Filmworks III: 1990–1995 features the scores for film and advertisements by John Zorn. The album was originally released on the Japanese labels Evva in 1995 and Toys Factory in 1996 and subsequently re-released on Zorn's own label, Tzadik Records, in 1997. It features the music that Zorn wrote and recorded for Thieves Quartet (1993), directed by Joe Chappelle, which was performed by the group that would become Masada; nine cues for Kiriko Kubo's Music For Tsunta (1988); eleven tracks for Hollywood Hotel (1994), directed by Mei-Juin Chen; and thirty-two pieces for advertisements by Wieden & Kennedy.

Reception
The Allmusic review by Joslyn Layne awarded the album 4 stars noting that "The third volume cataloguing John Zorn's film scores is a quality release that offers the scores from two films, a rare piece of music cues that would lead to Cynical Hysterie Hour, and music spots for commercials... The musicianship and stylistic range found here is commendable".

Track listing
Thieves Quartet (1993), directed by Joe Chappelle
01/ "Main Title"                               -                   1:00
02/ "The Caper"                                -                   0:57
03/ "Cadence"                                  -                   0:15
04/ "Kidnapping"                               -                   2:15
05/ "Doubt"                                    -                   0:19
06/ "Nocturne 1"                               -                   0:26
07/ "Nocturne 2"                               -                   0:55
08/ "Bag Man"                                  -                   2:00
09/ "The Cop"                                  -                   0:27
10/ "Nocturne 3"                              -                   0:55
11/ "Juke Box"                                -                   2:45
12/ "End Titles"                              -                   4:28

Recorded in New York City in July 1993
John Zorn - alto saxophone, piano on (12)

Short problem 1> According to the album page, which label re-released Filmworks III in 1997?
Short problem 2> Count the lines of the records that contain the string "grey", treating case as significant, and give only the number.
The album page and the records are separate, unrelated material.

Information supplied>
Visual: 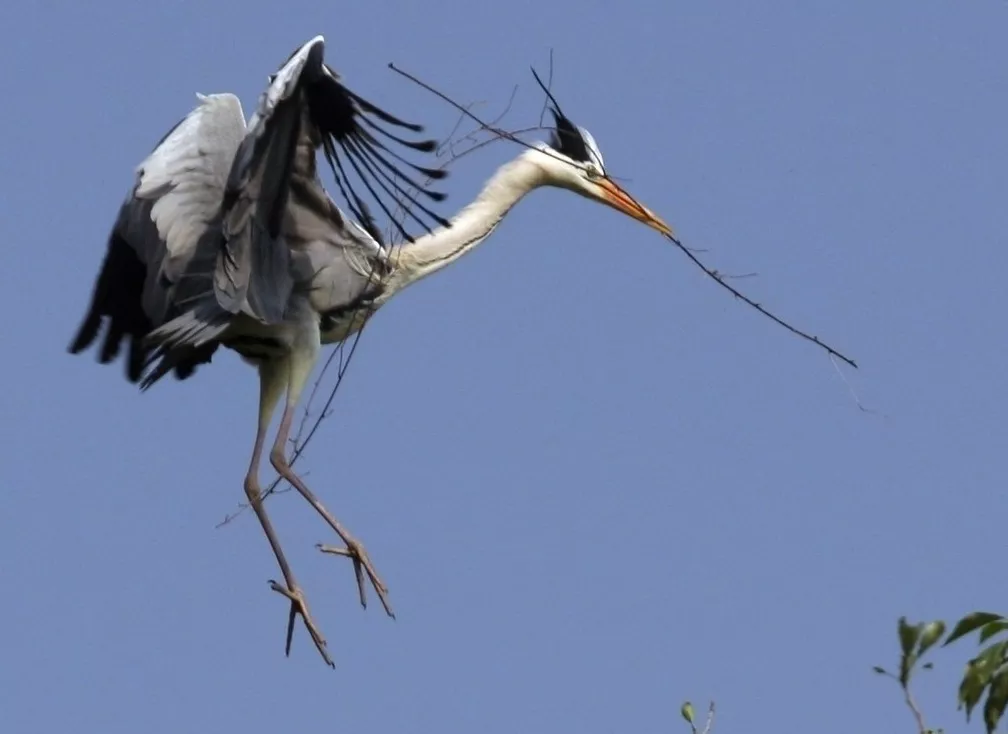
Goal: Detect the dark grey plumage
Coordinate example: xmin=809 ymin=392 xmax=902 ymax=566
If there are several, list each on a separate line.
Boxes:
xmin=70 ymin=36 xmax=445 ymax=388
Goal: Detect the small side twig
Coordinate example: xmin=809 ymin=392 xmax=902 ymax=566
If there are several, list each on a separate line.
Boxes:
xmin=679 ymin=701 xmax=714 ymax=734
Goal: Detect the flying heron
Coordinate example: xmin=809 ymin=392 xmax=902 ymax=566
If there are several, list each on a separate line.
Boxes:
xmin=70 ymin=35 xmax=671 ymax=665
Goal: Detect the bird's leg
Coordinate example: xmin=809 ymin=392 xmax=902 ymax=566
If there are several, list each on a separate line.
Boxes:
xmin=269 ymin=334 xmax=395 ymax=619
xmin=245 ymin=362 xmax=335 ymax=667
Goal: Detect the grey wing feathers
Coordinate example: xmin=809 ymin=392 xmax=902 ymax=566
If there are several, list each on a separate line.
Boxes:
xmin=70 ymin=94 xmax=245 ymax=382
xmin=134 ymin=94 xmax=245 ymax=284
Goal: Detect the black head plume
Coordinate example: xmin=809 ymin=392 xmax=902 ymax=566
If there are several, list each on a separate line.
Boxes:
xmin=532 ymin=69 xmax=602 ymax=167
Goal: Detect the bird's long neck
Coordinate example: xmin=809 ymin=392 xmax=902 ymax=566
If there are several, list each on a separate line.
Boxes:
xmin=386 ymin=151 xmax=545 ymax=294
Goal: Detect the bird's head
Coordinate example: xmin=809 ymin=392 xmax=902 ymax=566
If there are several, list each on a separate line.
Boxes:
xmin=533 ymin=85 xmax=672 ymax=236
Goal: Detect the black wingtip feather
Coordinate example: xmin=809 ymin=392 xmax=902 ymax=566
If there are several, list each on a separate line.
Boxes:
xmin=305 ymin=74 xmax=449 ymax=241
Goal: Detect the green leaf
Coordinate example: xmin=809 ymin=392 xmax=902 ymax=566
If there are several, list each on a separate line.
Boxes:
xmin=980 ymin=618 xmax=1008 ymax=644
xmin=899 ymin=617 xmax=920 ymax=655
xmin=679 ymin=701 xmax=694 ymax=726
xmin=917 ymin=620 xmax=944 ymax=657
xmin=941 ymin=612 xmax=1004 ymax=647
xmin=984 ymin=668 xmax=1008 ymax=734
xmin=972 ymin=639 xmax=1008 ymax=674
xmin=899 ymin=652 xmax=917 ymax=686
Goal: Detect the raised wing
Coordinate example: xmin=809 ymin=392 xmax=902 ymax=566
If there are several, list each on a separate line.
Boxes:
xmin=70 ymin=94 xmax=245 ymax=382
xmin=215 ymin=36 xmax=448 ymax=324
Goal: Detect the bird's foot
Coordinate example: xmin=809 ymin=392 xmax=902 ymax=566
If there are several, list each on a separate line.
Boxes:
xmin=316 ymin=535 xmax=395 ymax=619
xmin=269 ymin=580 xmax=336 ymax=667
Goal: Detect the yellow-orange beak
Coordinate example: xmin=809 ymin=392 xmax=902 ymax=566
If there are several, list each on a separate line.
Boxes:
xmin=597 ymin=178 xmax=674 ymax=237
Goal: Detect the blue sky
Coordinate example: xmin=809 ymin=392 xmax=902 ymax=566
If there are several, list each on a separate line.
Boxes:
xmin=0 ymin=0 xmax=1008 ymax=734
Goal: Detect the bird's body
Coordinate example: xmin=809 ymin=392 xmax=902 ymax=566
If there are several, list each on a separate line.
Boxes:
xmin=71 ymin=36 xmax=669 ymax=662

Written response 1> Tzadik Records, Zorn's own label.

Written response 2> 2